***** READING TEXT *****
State’s 1861 law of independence reveals dignity alien to people today

print

Gentz’s book explaining the lawfulness and covenantal nature of the American war for independence was translated into English by a future American federal president, John Quincy Adams.

The American war for independence against Great Britain is opposite to the French Revolution that followed it a few years later. The main difference is that the American struggle was in terms of law and under law, seeking to either restore a covenant with the king of England, or separate the colonies from their masters across the ocean.

The French revolt was against law, against order, an experiment in the power of violence to clear away cultural and political structures such as the monarchy, Christianity (in the form of the Roman Catholic church) and the vestiges of feudal relationships.

Tennessee also was part of a revolt, and given the nature of its articles of secession in 1861, seems to have shared in the first of these two categories of event. It was, in short, an appeal to terms of a legal relationship rather than a violent effort to overturn law and order and seek solace in blood or anarchy.

The contrast between the American and French revolutions are most famously noted by the conservative English philosopher and political figure, Edmund Burke, who explores the two conflicts in a work, Reflections on the Revolution in France, an instant best-seller. Less famous but equally worthy of exploring the two revolutions is Friedrich von Gentz, who translated Burke’s book into German. He also published a work on the two revolutions translated into English and published in 1800 by John Quincy Adams under the title The Origin and Principles of the  American Revolution Compared With the Origin and Principles of the French Revolution.

I’ve just finished the first half of this slim volume (132 pages in the sturdy LIberty Fund edition) which defends the colonists’ effort as restorative, lawful, covenantal and federal in its orientation. The colonial struggle was, effectively, a counter-revolution.

“The revolution in America was, therefore, in every sense of the word, a revolution of necessity: England, alone, had by violence effected it: America had contended ten years long, not against England, but against the revolution: American sought not a revolution; she yielded to it, compelled by necessity, not because she wished to extort a better condition than she had before enjoyed, but because she wished to avert a worse one, prepared for her” (pp. 62, 63).
***** DATASET RECORDS *****
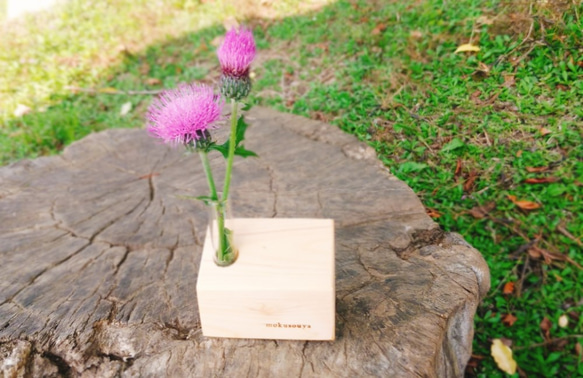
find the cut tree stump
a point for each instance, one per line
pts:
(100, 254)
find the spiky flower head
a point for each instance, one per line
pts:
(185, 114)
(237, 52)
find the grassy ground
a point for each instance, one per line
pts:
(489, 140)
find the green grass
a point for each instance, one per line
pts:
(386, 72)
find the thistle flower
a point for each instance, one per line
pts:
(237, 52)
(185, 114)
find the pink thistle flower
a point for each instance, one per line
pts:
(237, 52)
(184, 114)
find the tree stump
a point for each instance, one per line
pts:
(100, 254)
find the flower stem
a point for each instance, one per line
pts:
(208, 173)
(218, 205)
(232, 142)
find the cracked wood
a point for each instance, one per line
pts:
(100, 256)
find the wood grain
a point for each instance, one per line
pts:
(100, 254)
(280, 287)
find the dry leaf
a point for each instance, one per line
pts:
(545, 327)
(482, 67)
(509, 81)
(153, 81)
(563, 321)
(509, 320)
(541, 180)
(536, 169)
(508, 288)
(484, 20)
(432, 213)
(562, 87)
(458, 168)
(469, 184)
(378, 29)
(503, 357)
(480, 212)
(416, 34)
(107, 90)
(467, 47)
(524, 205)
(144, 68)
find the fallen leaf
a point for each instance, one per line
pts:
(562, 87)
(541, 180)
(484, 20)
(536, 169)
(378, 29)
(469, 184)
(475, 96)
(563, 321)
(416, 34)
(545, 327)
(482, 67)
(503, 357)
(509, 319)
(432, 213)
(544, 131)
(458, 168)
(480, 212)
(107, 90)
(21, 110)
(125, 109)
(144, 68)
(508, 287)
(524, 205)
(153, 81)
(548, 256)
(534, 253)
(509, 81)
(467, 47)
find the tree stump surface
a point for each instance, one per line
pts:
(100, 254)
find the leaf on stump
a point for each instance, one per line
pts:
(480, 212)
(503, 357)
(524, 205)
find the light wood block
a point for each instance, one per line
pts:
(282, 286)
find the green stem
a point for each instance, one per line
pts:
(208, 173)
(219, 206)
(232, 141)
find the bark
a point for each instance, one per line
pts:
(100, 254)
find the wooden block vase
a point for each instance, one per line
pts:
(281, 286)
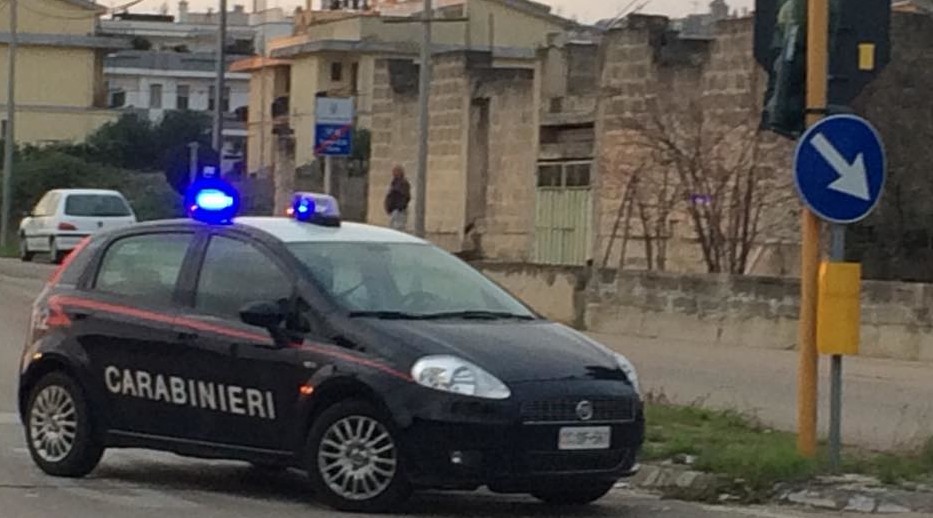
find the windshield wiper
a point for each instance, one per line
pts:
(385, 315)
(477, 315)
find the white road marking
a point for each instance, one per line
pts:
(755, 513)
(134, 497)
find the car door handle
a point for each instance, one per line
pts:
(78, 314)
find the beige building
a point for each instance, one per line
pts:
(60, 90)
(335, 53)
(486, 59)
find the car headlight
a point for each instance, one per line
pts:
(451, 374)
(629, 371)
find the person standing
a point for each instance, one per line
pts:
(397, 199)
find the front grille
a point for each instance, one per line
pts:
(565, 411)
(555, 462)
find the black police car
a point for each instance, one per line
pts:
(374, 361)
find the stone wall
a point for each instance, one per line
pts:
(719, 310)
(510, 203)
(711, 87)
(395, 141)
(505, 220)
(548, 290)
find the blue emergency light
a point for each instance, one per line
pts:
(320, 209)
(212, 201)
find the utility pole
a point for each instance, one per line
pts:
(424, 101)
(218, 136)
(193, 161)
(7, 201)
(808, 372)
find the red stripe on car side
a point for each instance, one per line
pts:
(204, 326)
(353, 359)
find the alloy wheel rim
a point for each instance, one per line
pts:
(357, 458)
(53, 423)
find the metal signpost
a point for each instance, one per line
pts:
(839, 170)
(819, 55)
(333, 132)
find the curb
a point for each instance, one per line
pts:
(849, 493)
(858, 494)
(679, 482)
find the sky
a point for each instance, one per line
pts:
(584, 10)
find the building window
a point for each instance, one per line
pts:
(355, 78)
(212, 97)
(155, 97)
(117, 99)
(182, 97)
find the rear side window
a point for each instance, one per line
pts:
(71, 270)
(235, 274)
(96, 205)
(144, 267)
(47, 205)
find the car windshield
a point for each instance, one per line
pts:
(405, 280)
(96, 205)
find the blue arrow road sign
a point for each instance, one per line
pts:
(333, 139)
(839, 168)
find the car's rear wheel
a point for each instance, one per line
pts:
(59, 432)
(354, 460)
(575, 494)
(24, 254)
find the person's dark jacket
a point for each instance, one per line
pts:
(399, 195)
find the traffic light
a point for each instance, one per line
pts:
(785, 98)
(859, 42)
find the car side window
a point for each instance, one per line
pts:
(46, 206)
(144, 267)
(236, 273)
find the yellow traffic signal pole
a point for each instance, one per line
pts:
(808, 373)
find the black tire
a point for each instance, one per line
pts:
*****
= OBJECTIVES =
A. List the terms the article on the American and French revolutions uses to describe how Gentz's volume defends the colonists' effort.
B. According to the article on the American and French revolutions, in what year was John Quincy Adams's English translation of Gentz's work published?
C. Carry the article on the American and French revolutions forward from the point where it stops.

= OUTPUTS =
A. Restorative, lawful, covenantal, and federal in its orientation.

B. It was published in 1800.

C.
Tennessee rescinds accord with United States

Tennessee voters, in their vote in favor of state law as against a revolution against law by the federal government, reveal something of the same spirit as their colonial forebears. They assert their rights under the Tennessee constitution to “alter, reform, or abolish” their form of government. Since through their state they had adopted a compact with the united states as a group, they hold it in their power to abrogate and annul that agreement.

First. We, the people of the State of Tennessee, waiving any expression of opinion as to the abstract doctrine of secession, but asserting the right, as a free and independent people, to alter, reform, or abolish our form of government in such manner as we think proper, do ordain and declare that all the laws and ordinances by which the State of Tennessee became a member of the Federal Union of the United States of America are hereby abrogated and annulled, and that all the rights, functions, and powers which by any of said laws and ordinances were conveyed to the Government of the United States, and to absolve ourselves from all the obligations, restraints, and duties incurred thereto; and do hereby henceforth become a free, sovereign, and independent State.

The next part of the declaration involves housekeeping. The people and their state abrogate and annul the constitutional article that binds Tennessee authorities to take an oath to support the federal constitution.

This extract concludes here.